### TASK REQUIREMENTS:
Among the lines below, take the one holding "For the audit set, annotate each instance of the terrace", the one holding "For the audit set, annotate each instance of the distant", and all lines between them. Set them down exactly.
________________________
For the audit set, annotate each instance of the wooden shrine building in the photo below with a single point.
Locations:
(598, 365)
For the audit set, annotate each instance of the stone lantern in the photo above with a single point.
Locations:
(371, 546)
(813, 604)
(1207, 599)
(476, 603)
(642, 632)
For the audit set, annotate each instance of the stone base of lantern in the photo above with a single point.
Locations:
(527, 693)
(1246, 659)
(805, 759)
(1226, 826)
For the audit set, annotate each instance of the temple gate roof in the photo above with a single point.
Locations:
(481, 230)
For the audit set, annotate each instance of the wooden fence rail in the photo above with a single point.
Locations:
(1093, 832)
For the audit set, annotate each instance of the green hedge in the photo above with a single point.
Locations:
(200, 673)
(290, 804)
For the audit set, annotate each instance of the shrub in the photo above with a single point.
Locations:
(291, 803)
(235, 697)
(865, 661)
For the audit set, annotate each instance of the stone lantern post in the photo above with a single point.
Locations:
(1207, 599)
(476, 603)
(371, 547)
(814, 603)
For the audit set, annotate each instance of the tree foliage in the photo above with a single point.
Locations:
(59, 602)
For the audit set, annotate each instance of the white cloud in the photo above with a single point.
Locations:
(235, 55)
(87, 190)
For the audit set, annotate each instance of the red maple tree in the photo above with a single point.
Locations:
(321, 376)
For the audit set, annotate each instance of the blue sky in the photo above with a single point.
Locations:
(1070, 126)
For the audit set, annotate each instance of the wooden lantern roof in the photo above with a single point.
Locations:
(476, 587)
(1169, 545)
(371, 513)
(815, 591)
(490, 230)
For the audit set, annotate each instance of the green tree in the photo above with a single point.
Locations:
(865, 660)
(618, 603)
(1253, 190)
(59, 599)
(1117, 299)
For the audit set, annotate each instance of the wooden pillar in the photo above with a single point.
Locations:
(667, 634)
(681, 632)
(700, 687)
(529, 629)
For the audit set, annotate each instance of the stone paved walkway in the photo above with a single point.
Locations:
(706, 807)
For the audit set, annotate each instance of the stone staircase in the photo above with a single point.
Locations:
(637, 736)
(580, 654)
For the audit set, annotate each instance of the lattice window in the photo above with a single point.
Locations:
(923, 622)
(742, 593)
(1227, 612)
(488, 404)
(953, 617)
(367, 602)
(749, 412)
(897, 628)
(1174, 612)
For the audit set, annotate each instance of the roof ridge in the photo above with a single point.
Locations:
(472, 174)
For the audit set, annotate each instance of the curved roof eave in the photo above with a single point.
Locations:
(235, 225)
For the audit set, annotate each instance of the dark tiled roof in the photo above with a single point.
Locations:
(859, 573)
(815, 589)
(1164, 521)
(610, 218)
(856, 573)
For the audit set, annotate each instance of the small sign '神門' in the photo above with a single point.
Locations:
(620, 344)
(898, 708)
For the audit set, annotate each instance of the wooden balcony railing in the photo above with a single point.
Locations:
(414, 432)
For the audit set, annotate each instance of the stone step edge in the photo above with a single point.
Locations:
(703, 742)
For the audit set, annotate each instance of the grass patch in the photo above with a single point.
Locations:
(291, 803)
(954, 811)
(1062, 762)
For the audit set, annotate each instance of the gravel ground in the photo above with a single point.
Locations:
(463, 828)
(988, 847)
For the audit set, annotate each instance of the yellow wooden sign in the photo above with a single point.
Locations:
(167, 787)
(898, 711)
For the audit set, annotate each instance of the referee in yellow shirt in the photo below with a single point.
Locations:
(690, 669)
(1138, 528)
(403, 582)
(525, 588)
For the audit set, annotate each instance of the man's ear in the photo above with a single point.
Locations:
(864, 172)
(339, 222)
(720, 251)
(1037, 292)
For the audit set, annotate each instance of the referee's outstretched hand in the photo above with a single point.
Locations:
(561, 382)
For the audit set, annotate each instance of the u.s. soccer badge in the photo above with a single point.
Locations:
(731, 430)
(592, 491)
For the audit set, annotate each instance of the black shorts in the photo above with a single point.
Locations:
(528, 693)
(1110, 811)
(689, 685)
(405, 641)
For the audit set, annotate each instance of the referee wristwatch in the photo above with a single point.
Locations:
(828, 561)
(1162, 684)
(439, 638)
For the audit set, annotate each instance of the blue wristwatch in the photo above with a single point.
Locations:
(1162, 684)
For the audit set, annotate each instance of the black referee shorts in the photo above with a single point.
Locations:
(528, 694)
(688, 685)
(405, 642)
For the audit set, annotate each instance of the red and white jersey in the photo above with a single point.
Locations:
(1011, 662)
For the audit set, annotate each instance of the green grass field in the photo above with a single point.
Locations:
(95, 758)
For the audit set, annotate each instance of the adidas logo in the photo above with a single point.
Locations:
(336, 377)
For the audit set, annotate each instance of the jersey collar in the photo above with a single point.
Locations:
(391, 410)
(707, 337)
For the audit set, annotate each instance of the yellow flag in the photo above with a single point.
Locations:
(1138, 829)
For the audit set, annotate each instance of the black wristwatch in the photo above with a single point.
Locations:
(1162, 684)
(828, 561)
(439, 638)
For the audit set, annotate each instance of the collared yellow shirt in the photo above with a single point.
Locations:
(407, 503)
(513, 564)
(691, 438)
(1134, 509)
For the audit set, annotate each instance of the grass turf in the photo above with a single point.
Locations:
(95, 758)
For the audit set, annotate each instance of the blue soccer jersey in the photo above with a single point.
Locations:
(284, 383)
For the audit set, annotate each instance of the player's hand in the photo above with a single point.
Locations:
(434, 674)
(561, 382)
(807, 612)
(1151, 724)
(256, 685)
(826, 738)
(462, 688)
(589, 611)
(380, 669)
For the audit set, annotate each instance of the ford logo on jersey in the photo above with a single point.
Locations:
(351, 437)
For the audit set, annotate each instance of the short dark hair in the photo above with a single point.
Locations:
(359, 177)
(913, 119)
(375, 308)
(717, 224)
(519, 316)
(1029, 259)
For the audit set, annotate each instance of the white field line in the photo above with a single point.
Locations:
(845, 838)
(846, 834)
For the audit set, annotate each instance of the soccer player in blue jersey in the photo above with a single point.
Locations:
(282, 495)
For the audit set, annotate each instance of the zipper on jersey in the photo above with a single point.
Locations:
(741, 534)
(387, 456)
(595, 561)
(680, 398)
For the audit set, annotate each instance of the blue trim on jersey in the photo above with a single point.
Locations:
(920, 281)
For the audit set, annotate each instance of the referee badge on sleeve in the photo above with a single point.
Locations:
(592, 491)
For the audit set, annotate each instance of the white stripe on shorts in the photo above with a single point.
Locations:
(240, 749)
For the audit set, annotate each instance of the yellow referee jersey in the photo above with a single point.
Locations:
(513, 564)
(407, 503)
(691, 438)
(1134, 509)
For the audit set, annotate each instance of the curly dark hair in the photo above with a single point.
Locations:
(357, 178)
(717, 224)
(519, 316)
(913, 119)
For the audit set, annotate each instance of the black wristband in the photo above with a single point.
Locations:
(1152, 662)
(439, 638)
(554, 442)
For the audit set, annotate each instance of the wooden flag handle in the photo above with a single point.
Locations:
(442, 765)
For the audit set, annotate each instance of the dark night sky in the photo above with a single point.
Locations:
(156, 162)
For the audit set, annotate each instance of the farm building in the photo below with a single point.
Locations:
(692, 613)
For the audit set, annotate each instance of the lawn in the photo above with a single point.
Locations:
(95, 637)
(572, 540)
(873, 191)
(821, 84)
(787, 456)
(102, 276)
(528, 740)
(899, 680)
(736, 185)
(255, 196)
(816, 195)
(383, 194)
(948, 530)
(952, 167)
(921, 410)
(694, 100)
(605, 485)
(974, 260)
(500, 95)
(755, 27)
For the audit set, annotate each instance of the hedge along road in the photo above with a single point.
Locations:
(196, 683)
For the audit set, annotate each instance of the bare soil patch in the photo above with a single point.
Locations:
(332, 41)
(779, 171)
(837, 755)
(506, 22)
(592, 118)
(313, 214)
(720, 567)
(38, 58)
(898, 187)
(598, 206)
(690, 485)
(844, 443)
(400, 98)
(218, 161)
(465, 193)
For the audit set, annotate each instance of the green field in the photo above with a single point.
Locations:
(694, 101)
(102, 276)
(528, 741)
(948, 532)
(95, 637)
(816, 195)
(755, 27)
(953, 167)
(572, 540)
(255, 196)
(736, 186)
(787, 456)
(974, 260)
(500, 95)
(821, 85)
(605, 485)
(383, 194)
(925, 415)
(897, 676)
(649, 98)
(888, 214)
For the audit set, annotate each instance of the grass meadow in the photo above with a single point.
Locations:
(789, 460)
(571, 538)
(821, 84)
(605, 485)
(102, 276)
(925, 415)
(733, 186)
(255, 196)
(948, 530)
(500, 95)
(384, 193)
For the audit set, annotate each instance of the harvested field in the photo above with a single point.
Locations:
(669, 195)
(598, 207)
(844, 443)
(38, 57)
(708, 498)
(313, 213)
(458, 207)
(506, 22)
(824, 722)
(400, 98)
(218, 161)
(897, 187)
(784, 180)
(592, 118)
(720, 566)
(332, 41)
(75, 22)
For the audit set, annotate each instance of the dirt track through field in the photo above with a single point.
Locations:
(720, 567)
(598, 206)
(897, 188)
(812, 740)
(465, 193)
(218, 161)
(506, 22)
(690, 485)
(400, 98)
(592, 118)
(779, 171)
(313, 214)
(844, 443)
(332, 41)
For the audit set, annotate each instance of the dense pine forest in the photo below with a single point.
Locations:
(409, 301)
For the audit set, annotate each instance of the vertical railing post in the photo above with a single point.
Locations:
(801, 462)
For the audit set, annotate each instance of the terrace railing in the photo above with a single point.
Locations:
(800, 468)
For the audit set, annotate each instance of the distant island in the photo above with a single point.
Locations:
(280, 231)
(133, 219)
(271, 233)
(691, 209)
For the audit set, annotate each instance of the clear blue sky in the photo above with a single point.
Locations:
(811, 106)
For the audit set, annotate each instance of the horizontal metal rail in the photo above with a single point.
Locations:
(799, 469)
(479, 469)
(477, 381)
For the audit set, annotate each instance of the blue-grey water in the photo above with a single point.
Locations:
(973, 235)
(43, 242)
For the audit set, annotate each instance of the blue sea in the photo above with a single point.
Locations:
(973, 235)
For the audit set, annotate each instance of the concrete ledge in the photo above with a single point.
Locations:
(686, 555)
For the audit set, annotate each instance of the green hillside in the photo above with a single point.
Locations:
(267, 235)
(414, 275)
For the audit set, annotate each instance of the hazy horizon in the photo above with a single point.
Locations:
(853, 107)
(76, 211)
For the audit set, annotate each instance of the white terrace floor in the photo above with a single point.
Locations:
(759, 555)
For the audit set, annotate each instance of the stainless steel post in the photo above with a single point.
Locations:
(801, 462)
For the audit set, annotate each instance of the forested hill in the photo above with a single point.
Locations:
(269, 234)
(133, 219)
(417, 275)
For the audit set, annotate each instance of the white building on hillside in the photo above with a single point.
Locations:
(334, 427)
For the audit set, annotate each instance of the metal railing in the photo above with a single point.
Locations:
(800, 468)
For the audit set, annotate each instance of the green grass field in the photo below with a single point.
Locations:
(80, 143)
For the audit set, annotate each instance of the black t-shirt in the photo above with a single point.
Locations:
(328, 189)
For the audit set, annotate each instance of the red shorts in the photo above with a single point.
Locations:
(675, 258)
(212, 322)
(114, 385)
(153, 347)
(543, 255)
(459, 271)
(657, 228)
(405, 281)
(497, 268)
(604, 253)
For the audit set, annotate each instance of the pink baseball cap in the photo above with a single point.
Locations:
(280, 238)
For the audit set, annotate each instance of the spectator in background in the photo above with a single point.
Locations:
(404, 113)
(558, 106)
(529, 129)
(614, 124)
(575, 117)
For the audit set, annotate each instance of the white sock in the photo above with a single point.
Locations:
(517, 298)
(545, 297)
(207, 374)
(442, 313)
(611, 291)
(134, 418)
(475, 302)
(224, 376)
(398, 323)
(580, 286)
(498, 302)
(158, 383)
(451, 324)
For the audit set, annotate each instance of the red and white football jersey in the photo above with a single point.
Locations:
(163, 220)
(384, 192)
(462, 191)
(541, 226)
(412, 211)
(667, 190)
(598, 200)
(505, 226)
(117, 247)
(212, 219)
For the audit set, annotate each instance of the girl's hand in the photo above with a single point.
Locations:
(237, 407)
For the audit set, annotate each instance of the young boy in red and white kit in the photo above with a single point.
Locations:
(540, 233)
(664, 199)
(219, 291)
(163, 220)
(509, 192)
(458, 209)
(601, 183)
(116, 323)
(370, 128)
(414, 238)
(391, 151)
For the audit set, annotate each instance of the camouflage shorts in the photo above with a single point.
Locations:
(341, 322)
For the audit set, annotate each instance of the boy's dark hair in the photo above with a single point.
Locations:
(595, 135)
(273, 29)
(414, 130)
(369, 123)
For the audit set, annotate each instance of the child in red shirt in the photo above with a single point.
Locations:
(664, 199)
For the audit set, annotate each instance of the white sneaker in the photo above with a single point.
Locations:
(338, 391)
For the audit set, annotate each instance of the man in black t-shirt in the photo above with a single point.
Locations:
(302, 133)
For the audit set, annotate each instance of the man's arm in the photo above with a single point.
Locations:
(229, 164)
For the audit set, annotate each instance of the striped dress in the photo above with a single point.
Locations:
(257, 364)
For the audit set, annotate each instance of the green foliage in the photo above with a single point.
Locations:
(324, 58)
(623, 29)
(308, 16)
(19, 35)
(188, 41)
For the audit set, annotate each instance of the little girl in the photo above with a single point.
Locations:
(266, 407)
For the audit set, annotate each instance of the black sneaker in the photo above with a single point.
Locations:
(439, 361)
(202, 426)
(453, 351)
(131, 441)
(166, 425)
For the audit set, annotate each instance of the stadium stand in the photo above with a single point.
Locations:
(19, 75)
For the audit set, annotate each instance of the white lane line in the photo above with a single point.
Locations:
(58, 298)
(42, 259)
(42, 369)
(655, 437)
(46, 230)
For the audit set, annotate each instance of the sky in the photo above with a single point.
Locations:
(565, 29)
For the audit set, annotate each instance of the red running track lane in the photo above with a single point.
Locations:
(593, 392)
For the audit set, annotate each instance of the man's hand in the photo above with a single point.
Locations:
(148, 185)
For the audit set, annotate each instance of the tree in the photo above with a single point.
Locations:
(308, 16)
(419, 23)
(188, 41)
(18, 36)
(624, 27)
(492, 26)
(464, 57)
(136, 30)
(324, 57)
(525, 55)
________________________
### RESULT OF THIS TASK:
For the audit set, annotate each instance of the terrace railing in the photo above with a single point.
Locations:
(800, 468)
For the audit set, annotate each instance of the distant island in the photo above with a single point.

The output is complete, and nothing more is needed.